> _Fragmento proporcionado_
____

La Jornada Semanal,   domingo 15 de junio del 2003        núm. 432
Jaime Augusto Shelley

La voz silenciada 
de Pedro Mir

En este variopinto número recordamos al gran poeta dominicano Pedro Mir publicando su poema “Al portaviones Intrépido”, modelo de rechazo lírico a una de tantas agresiones imperialistas, así como un esclarecedor texto de Jaime Augusto Shelley sobre el autor caribeño. Publicamos además poemas recientes de autores de la capital, Aguascalientes, Querétaro y Montreal; una entrevista de María Sten con la poeta maya Briseida Cuevas y un texto de Raquel Tibol sobre Enrique Echeverría. Pedro Mir despide al buque invasor con palabras que adquieren una horrenda urgencia: “vete a favor del diluido viento,/ que hay pasiones y oscuros huracanes/ en todo el archipiélago de las Antillas,/ y no vuelvas, antes que el incendio/ de todas las mujeres y los hombres/ de todos los pueblos/ alcancen lo que alcanzan en el mundo// ellos, solamente por cólera infinita/ y tú/ solamente por miedo.”

Pedro Mir nació en San Pedro de Macorís, República Dominicana, en 1913, de padre cubano y madre puertorriqueña. Ella murió cuando el poeta tenía cinco años de edad. "Creo que la estética debería prestar más atención a este tipo de tragedias", me confesó alguna vez, "pues le hacen conocer al ser humano, no en los libros, sino en la existencia misma, el dolor intenso, la soledad, el desamparo y una sed insaciable de justicia." Ya adolescente, estudió el bachillerato en la capital, aficionándose a tocar el piano y a componer algunas canciones "que, para mi vergüenza, algunas gentes todavía cantan". Y luego sigue una escuela común al gusto de su tiempo: estudia la carrera de Derecho y se enamora de una prostituta. Y en medio este trajinar (que la tuberculosis de la querida hace todavía más decadente y seductor) nace la poesía. La buena acogida dada a sus obras irritó a Trujillo, entonces dictador hasta de versos; y eso, seguido de otros conflictos, empuja a Mir a abandonar el país: "Hay/un país en el mundo/colocado/en el mismo trayecto del sol,/oriundo de la noche./Colocado/en un inverosímil archipiélago/de azúcar y de alcohol./Sencillamente/liviano,/como un ala de murciélago/apoyado en la brisa/Sencillamente/claro,/como el rastro del beso en las solteras/antiguas/o el día de los tejados./"

____

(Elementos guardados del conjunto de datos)
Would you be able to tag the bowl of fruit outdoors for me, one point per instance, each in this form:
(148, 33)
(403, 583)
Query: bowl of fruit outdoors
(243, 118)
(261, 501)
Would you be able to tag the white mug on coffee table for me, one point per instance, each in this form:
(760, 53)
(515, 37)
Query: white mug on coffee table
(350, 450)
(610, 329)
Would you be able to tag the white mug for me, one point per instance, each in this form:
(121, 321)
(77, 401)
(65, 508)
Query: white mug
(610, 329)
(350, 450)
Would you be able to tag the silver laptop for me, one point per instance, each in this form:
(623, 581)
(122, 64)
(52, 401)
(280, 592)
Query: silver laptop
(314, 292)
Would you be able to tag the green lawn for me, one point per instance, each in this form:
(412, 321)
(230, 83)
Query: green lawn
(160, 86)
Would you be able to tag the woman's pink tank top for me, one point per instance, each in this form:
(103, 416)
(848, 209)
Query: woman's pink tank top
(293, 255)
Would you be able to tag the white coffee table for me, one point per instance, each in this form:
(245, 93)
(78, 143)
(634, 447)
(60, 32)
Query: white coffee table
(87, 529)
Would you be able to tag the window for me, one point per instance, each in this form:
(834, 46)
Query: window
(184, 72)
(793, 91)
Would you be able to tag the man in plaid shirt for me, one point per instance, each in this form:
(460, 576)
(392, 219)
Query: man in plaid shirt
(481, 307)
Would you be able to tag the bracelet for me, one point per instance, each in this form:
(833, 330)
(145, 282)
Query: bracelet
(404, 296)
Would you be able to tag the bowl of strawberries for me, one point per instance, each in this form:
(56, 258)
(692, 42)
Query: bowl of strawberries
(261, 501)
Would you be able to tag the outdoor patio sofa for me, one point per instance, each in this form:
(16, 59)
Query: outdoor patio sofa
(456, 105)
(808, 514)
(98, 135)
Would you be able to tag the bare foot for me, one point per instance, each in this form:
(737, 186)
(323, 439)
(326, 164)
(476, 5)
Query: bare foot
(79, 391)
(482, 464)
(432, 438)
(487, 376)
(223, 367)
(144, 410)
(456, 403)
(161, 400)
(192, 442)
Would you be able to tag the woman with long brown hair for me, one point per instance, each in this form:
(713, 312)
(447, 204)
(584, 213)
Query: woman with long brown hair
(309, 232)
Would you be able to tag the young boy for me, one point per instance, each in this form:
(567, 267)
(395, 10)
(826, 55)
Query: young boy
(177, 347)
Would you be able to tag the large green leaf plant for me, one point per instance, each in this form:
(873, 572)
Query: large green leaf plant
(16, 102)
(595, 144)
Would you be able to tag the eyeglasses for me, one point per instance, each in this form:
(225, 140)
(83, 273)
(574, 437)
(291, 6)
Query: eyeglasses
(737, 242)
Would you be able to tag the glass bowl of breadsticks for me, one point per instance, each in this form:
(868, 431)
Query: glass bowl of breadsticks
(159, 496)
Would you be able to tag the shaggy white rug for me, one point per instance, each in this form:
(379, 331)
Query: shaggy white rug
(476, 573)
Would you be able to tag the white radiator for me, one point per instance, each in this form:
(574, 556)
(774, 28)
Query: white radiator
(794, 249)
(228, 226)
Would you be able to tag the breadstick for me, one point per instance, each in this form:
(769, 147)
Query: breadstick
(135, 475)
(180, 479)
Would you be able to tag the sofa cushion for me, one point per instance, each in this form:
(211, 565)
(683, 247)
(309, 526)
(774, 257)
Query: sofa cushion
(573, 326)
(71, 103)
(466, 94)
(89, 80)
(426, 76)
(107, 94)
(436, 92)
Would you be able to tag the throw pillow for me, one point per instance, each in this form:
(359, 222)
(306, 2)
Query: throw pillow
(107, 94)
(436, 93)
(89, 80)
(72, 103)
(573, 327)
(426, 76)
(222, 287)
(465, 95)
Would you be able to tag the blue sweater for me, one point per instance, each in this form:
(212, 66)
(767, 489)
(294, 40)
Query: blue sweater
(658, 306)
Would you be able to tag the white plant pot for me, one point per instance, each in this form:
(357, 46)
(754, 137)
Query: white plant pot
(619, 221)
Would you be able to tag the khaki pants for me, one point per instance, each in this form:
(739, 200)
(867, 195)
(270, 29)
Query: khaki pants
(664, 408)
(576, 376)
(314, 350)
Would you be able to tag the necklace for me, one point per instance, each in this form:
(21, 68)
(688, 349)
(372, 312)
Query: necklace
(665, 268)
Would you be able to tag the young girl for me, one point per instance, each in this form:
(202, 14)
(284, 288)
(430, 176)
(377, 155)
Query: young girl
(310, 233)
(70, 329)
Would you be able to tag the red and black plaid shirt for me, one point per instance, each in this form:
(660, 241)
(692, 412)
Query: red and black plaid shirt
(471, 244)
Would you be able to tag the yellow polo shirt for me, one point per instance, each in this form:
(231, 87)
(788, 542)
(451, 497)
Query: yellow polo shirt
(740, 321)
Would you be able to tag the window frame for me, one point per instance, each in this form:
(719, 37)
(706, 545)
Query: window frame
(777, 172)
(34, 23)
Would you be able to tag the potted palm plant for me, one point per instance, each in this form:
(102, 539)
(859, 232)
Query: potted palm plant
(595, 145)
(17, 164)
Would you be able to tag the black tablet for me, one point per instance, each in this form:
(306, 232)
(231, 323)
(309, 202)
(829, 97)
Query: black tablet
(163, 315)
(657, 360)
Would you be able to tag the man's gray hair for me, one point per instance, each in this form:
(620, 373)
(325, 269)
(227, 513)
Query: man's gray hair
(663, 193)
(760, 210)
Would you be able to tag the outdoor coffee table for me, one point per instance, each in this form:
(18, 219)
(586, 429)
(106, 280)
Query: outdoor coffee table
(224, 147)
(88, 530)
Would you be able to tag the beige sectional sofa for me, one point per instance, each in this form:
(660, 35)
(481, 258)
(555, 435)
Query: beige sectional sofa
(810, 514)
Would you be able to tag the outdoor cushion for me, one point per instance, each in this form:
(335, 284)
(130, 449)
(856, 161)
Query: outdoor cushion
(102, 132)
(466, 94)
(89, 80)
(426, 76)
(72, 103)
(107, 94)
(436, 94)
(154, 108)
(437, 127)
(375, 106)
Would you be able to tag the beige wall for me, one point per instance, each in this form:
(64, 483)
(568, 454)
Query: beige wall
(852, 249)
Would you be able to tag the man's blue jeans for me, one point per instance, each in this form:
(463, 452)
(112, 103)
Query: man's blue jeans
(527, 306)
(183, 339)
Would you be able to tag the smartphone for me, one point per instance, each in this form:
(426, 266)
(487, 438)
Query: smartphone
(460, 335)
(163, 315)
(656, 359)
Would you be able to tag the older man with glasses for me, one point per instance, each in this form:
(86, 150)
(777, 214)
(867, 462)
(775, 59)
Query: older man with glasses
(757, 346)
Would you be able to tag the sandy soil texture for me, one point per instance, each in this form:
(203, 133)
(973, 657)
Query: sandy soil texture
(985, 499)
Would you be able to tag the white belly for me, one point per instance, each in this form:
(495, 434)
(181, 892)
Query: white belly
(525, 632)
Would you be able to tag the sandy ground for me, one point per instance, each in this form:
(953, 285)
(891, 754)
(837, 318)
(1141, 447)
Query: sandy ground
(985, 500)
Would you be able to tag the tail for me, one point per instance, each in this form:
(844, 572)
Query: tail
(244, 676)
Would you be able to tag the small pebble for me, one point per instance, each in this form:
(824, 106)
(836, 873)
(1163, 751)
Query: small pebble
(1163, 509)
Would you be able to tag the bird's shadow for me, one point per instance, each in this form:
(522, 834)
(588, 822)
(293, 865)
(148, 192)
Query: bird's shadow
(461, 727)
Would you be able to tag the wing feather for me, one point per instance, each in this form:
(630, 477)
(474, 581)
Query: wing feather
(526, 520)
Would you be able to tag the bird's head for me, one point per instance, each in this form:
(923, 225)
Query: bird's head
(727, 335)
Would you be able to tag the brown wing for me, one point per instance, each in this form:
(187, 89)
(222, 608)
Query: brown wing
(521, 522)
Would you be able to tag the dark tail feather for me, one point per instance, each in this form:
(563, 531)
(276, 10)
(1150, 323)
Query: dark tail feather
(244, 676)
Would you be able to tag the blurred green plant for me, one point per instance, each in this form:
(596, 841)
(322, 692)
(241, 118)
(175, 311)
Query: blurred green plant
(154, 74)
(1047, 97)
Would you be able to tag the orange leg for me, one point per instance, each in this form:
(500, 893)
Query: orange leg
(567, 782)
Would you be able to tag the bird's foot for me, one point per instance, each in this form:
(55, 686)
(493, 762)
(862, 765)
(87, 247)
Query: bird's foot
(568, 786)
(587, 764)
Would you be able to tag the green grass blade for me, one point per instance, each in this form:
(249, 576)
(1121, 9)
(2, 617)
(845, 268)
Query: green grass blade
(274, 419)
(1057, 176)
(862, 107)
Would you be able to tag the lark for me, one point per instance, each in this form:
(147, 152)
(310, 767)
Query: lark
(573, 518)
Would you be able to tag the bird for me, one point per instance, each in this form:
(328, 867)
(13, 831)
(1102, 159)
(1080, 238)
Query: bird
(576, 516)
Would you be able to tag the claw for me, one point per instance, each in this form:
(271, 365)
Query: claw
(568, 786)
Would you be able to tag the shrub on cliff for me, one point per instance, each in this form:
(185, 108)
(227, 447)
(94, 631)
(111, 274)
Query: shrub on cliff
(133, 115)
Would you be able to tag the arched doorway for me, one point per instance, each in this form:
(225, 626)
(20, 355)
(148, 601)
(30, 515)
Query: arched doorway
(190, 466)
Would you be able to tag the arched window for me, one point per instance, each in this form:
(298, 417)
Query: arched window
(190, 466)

____

> _Tareas propuestas_
#1 Reproduce íntegramente el texto sobre Pedro Mir.
#2 Reescala las líneas de los registros comprendidas entre la que contiene "Would you be able to tag the bird for" y el final de los registros, ambas incluidas. Escríbelas todas de nuevo y multiplica por 1,65 cada coordenada de las respuestas, redondeando al entero más próximo (las mitades hacia arriba).

> _Respuestas por tarea_
#1
La Jornada Semanal,   domingo 15 de junio del 2003        núm. 432
Jaime Augusto Shelley

La voz silenciada 
de Pedro Mir

En este variopinto número recordamos al gran poeta dominicano Pedro Mir publicando su poema “Al portaviones Intrépido”, modelo de rechazo lírico a una de tantas agresiones imperialistas, así como un esclarecedor texto de Jaime Augusto Shelley sobre el autor caribeño. Publicamos además poemas recientes de autores de la capital, Aguascalientes, Querétaro y Montreal; una entrevista de María Sten con la poeta maya Briseida Cuevas y un texto de Raquel Tibol sobre Enrique Echeverría. Pedro Mir despide al buque invasor con palabras que adquieren una horrenda urgencia: “vete a favor del diluido viento,/ que hay pasiones y oscuros huracanes/ en todo el archipiélago de las Antillas,/ y no vuelvas, antes que el incendio/ de todas las mujeres y los hombres/ de todos los pueblos/ alcancen lo que alcanzan en el mundo// ellos, solamente por cólera infinita/ y tú/ solamente por miedo.”

Pedro Mir nació en San Pedro de Macorís, República Dominicana, en 1913, de padre cubano y madre puertorriqueña. Ella murió cuando el poeta tenía cinco años de edad. "Creo que la estética debería prestar más atención a este tipo de tragedias", me confesó alguna vez, "pues le hacen conocer al ser humano, no en los libros, sino en la existencia misma, el dolor intenso, la soledad, el desamparo y una sed insaciable de justicia." Ya adolescente, estudió el bachillerato en la capital, aficionándose a tocar el piano y a componer algunas canciones "que, para mi vergüenza, algunas gentes todavía cantan". Y luego sigue una escuela común al gusto de su tiempo: estudia la carrera de Derecho y se enamora de una prostituta. Y en medio este trajinar (que la tuberculosis de la querida hace todavía más decadente y seductor) nace la poesía. La buena acogida dada a sus obras irritó a Trujillo, entonces dictador hasta de versos; y eso, seguido de otros conflictos, empuja a Mir a abandonar el país: "Hay/un país en el mundo/colocado/en el mismo trayecto del sol,/oriundo de la noche./Colocado/en un inverosímil archipiélago/de azúcar y de alcohol./Sencillamente/liviano,/como un ala de murciélago/apoyado en la brisa/Sencillamente/claro,/como el rastro del beso en las solteras/antiguas/o el día de los tejados./"

#2
Would you be able to tag the bird for me, one point per instance, each in this form:
(328, 867)
(13, 831)
(1102, 159)
(1080, 238)
Query: bird
(950, 851)
Would you be able to tag the claw for me, one point per instance, each in this form:
(271, 365)
Query: claw
(937, 1297)
Would you be able to tag the shrub on cliff for me, one point per instance, each in this form:
(185, 108)
(227, 447)
(94, 631)
(111, 274)
Query: shrub on cliff
(219, 190)
Would you be able to tag the arched doorway for me, one point per instance, each in this form:
(225, 626)
(20, 355)
(148, 601)
(30, 515)
Query: arched doorway
(314, 769)
Would you be able to tag the arched window for me, one point per instance, each in this form:
(298, 417)
Query: arched window
(314, 769)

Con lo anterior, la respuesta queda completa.